- **Passage to read**:
Brain implant that restores touch
Patients with spinal injuries can be robbed of the ability to move or experience sensations from most of their bodies. And while scientists have begun to develop systems to eavesdrop on the brain's motor pathways and turn thoughts into movements - of robots and prosthetic devices - there's still no way to return any sense of touch. Now a team at the University of Pittsburgh have begun a series of experiments using brain implants that can begin to restore some of these sensations as Chris Smith heard from Robert Gaunt.
Robert - When people have a spinal cord injury, and this can happen for many reasons (a common reason is a motor vehicle accident), the connection between the brain and the rest of the body is lost, and if that injury occurs at your neck level, many people end up with paralysed legs and paralysed arms. The brain remains functional and it does its normal thing, it's just that its ability to communicate with the limbs (the hands and arms) is lost.
Chris - How might one try and surmount that problem?

- **What the exercise asks**: Reproduce the passage on the touch-restoring brain implant word for word, everything from "Brain implant that" down to "from Robert Gaunt.".

- **Extracted entries**:
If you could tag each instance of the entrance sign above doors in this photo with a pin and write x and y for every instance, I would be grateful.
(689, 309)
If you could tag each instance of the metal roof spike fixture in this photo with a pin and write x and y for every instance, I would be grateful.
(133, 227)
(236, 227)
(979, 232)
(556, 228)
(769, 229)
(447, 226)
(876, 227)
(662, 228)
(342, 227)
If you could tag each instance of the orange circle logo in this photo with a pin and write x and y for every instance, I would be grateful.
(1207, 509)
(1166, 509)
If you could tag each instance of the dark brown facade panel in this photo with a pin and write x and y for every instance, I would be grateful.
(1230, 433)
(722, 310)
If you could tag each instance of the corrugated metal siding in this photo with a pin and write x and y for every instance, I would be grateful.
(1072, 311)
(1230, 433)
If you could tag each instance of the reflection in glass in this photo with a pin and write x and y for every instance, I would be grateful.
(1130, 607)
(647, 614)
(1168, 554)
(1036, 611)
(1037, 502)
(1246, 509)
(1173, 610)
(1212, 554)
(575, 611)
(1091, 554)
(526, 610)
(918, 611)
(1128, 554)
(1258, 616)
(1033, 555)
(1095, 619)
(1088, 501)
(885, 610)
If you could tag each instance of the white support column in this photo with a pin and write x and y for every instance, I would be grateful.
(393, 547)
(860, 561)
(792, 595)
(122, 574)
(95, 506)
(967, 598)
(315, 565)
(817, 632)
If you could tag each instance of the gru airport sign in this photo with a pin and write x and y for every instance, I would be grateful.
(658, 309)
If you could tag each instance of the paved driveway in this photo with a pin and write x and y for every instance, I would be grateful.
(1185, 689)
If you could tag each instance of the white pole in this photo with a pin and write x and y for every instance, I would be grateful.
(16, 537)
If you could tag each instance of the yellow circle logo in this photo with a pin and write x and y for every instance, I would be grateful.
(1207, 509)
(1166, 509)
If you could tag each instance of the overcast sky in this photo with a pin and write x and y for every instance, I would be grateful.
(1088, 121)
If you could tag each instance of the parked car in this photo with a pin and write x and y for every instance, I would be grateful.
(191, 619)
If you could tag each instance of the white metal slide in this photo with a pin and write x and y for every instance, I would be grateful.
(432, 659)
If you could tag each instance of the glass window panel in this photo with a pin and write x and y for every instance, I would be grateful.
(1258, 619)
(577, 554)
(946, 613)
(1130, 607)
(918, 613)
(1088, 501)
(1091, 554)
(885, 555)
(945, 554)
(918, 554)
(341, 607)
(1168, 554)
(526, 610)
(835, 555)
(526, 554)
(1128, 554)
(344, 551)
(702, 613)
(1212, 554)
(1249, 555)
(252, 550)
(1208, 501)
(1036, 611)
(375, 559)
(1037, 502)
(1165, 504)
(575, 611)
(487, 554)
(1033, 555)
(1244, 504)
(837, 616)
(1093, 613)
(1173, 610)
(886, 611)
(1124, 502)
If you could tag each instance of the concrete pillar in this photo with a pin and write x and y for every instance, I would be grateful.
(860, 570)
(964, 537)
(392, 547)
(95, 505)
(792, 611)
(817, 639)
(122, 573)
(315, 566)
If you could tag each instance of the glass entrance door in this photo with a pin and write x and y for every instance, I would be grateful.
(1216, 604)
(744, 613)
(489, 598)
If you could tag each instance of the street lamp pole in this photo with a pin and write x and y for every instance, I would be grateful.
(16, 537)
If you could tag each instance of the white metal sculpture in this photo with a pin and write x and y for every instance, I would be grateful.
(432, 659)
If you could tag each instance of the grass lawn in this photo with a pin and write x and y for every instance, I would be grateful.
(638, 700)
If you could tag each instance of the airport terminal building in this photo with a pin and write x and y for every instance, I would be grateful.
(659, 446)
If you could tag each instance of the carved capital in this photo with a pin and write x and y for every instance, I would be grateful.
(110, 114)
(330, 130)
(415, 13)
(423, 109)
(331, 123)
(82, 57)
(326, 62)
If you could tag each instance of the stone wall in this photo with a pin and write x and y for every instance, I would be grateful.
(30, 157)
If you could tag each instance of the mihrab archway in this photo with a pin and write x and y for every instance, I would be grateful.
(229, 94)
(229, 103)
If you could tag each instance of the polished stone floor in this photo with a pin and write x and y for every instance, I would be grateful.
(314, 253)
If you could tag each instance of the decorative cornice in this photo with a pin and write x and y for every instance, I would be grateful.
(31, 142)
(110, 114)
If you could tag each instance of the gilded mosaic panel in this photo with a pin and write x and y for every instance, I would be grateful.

- **Solution for this task**:
Brain implant that restores touch
Patients with spinal injuries can be robbed of the ability to move or experience sensations from most of their bodies. And while scientists have begun to develop systems to eavesdrop on the brain's motor pathways and turn thoughts into movements - of robots and prosthetic devices - there's still no way to return any sense of touch. Now a team at the University of Pittsburgh have begun a series of experiments using brain implants that can begin to restore some of these sensations as Chris Smith heard from Robert Gaunt.